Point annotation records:
========================================================================

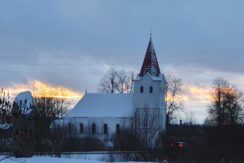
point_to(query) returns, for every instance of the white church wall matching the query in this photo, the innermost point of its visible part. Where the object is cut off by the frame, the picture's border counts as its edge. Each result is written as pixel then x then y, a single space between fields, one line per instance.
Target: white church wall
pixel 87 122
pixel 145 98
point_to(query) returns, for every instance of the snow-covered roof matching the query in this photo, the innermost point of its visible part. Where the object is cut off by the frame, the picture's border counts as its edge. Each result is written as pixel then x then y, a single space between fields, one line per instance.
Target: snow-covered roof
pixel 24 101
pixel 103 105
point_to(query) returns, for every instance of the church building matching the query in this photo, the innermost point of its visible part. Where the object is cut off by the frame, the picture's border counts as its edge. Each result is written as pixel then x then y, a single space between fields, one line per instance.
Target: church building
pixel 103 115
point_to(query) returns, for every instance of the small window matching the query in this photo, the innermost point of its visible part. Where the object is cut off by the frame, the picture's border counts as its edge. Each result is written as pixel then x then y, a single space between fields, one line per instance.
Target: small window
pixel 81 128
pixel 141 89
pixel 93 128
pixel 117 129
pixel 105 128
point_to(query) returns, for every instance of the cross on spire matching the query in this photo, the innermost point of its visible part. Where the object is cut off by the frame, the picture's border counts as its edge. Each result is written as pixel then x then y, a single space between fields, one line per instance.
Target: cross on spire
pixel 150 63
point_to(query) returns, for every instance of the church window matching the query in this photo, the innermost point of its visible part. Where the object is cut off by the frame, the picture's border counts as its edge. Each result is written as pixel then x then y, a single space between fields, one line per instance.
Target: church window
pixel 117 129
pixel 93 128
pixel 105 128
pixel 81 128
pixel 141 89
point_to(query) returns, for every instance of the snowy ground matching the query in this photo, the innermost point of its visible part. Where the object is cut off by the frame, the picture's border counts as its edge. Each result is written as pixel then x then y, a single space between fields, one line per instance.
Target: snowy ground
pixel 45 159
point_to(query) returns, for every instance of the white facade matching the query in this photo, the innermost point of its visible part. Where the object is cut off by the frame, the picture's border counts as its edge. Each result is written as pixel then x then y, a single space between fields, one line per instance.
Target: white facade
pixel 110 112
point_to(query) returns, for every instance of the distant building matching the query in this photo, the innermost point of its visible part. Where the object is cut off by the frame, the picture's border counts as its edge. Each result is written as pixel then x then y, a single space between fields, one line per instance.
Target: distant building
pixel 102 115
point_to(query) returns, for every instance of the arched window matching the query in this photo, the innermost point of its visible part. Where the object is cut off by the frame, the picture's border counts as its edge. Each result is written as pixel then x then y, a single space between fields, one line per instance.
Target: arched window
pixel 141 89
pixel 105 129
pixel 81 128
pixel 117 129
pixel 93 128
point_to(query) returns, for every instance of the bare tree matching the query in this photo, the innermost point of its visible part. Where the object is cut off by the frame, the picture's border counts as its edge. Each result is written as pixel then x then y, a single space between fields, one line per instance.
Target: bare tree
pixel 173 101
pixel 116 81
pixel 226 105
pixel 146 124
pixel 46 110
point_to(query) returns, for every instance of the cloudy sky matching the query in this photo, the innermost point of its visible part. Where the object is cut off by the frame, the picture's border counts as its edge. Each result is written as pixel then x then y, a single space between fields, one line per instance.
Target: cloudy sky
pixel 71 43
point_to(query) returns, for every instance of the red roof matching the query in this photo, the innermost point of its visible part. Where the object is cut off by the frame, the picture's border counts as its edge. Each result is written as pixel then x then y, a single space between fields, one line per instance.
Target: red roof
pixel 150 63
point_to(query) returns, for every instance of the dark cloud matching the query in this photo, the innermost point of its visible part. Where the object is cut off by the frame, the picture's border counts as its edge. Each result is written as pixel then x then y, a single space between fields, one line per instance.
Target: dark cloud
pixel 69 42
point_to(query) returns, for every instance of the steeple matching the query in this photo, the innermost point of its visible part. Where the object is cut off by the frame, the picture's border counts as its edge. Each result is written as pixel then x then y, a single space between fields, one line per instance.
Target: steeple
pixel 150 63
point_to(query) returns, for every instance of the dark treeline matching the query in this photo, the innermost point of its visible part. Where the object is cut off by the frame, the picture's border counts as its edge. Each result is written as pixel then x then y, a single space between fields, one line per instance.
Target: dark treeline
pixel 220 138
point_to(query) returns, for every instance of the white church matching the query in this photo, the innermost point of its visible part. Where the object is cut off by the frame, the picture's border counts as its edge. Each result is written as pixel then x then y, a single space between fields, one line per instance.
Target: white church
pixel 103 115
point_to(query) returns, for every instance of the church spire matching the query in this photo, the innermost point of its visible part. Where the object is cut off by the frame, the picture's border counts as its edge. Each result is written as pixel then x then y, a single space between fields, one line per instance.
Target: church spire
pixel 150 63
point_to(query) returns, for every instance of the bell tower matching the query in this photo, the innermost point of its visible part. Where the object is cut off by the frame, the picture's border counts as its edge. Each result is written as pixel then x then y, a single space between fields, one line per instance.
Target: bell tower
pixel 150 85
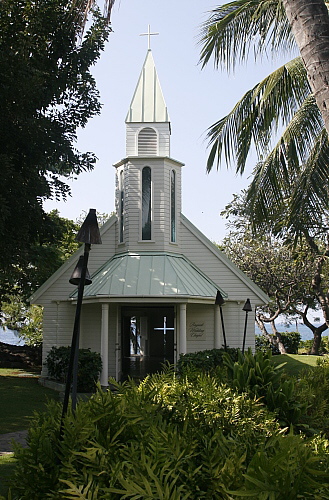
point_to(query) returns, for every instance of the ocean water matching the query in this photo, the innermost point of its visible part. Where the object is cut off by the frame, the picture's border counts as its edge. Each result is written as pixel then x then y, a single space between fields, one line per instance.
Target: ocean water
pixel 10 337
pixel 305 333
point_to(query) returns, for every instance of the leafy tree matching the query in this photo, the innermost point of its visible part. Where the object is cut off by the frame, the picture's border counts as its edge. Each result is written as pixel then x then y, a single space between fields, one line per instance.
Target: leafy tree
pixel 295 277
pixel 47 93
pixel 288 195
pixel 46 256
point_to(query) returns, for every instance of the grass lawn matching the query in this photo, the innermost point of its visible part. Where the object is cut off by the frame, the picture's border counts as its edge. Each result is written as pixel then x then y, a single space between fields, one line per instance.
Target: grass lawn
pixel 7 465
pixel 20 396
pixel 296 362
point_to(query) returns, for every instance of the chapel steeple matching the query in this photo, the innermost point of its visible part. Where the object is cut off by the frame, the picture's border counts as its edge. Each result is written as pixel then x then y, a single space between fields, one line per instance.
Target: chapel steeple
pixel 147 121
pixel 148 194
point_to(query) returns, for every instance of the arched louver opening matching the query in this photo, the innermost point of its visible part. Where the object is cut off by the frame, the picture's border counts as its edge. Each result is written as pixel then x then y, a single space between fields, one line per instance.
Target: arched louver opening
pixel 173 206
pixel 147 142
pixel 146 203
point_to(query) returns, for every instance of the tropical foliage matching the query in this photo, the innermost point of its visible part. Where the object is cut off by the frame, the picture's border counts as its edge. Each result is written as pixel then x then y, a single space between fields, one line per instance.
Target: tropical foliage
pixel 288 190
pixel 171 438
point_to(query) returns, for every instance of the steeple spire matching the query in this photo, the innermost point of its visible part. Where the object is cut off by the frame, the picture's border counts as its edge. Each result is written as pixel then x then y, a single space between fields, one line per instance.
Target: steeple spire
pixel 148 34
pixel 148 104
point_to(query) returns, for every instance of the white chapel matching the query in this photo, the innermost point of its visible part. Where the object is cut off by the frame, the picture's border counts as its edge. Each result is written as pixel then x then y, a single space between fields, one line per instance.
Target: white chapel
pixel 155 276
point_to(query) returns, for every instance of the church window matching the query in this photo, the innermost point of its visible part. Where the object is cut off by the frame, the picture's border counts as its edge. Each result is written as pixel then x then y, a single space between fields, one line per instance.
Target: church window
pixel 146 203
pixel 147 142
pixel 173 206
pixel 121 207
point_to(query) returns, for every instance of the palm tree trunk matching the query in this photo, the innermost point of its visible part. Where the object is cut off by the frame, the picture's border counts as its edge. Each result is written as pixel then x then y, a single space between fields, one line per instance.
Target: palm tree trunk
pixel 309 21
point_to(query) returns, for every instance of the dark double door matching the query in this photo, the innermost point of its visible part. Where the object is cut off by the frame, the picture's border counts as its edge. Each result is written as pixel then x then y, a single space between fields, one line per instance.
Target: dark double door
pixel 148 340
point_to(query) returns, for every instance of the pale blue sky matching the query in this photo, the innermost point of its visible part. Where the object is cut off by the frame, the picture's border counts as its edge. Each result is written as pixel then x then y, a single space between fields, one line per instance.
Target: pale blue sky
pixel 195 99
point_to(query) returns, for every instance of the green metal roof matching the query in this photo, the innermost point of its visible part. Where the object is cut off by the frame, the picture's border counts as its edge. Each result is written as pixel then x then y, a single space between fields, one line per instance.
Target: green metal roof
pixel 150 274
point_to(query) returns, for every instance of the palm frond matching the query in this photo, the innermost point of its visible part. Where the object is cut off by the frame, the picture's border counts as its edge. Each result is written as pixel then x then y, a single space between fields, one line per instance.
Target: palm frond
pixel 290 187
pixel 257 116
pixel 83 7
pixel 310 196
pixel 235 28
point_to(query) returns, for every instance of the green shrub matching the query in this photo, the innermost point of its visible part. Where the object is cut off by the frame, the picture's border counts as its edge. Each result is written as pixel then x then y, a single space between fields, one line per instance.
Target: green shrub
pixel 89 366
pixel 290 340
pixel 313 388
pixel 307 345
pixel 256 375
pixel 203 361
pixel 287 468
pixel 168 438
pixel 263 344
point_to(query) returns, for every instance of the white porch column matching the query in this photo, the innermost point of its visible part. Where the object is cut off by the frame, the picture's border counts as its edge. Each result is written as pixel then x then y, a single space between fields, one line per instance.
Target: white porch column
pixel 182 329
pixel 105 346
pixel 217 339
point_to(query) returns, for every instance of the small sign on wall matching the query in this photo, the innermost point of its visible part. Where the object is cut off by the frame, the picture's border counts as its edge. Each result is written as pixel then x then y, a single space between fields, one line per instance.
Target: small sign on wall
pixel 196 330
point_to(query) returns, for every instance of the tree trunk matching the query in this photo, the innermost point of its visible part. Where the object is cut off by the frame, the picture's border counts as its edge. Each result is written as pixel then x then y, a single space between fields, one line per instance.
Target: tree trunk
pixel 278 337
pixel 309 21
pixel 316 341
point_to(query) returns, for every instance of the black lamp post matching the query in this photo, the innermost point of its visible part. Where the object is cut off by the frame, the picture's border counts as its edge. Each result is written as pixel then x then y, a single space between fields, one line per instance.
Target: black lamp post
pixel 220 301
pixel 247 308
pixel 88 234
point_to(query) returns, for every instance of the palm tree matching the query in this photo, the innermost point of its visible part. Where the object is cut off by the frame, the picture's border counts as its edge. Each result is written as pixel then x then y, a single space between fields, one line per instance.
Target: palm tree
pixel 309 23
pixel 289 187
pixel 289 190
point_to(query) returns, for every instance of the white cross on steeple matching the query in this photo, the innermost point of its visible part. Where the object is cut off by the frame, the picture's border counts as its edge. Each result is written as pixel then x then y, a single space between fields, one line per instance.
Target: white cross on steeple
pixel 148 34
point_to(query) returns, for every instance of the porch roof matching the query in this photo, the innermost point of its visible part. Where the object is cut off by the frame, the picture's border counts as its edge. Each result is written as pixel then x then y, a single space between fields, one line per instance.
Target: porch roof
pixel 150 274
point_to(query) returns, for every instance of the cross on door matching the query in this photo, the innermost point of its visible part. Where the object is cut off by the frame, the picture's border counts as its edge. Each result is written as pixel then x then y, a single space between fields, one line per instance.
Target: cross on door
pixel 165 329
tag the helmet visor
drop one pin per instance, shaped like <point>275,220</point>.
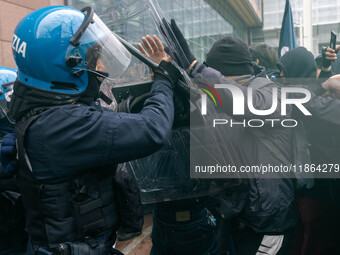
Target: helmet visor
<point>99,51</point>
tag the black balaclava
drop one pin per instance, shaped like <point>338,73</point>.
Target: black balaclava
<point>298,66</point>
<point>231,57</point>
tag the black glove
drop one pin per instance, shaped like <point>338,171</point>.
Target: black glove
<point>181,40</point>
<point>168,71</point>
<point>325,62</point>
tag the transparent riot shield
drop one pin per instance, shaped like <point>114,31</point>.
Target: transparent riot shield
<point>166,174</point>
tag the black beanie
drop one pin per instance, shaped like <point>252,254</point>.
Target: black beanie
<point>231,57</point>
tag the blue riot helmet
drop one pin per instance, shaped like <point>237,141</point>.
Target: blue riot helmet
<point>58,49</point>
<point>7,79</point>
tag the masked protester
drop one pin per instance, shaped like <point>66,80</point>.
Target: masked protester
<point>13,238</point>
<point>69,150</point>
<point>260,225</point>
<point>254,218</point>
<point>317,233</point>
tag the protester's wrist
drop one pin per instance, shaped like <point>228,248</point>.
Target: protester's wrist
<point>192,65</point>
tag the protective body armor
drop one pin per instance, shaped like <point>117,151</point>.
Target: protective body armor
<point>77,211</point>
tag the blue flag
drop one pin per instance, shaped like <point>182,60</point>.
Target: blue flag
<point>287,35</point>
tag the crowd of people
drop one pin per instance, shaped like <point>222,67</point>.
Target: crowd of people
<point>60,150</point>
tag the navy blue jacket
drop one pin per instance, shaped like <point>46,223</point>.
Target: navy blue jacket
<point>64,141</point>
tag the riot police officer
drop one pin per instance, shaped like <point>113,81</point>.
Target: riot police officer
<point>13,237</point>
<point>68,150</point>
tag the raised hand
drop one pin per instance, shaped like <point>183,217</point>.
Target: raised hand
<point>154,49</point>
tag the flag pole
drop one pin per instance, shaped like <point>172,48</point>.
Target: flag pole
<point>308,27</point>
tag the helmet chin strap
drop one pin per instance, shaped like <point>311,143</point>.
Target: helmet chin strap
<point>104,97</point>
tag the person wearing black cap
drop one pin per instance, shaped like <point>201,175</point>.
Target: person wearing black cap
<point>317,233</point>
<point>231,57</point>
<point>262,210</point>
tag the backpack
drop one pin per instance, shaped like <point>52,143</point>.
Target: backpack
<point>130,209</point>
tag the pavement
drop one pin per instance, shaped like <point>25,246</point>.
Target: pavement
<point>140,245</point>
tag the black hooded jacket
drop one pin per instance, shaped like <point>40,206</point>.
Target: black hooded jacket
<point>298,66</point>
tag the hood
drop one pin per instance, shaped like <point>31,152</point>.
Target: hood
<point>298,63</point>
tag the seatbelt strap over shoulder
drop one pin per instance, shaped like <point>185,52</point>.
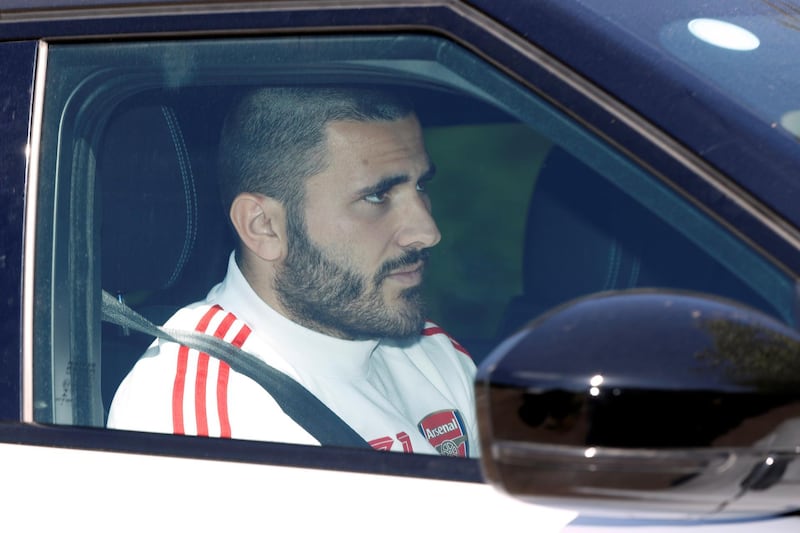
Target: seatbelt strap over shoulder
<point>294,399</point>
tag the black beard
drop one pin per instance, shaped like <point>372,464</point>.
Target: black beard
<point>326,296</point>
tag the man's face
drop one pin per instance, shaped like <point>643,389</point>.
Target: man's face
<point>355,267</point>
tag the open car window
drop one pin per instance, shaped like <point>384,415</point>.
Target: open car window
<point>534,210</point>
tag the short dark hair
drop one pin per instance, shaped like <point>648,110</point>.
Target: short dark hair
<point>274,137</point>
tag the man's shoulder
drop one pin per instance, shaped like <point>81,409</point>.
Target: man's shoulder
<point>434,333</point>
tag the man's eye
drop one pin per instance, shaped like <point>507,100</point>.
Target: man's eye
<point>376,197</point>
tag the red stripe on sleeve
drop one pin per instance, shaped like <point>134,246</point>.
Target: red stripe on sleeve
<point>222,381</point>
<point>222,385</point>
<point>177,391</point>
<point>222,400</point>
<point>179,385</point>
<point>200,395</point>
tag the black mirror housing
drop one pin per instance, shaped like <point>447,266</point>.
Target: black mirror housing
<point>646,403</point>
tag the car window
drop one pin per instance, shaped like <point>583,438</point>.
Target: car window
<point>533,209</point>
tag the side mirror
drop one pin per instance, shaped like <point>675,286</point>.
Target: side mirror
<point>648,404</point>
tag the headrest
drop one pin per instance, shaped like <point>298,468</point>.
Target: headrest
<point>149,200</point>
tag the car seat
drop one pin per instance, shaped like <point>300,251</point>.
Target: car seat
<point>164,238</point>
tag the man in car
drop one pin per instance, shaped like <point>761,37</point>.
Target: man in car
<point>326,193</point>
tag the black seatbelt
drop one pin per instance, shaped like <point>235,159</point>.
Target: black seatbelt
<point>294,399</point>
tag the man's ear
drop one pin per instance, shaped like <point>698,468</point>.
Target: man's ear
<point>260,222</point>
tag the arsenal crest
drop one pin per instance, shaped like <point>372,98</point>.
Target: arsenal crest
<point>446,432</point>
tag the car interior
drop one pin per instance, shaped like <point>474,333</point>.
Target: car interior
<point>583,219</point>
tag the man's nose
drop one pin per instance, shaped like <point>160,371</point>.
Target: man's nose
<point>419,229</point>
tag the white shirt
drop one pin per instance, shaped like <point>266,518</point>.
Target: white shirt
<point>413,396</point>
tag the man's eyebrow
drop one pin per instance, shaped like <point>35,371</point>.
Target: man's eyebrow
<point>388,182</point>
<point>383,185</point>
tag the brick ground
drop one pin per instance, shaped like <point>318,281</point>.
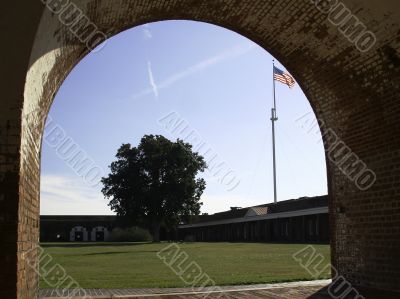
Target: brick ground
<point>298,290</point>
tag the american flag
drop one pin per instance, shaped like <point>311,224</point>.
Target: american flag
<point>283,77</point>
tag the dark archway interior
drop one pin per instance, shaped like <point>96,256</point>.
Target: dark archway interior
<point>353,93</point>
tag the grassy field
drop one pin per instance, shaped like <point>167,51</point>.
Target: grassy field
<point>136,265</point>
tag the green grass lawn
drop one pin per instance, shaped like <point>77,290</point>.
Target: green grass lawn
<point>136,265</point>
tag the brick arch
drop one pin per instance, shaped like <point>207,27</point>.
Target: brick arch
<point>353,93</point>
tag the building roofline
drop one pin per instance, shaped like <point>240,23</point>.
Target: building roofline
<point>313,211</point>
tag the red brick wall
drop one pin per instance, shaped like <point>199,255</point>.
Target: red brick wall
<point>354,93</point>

========================================================================

* Goal of the exercise
Please copy out the lines of the records word for word, from the line with "tag the headrest" up to and including the line with "<point>164,238</point>".

* Full response
tag the headrest
drop one pin per instance, shaped like <point>298,468</point>.
Target: headrest
<point>149,200</point>
tag the car seat
drop one pin per instance, shaped like <point>300,251</point>.
Target: car seat
<point>164,238</point>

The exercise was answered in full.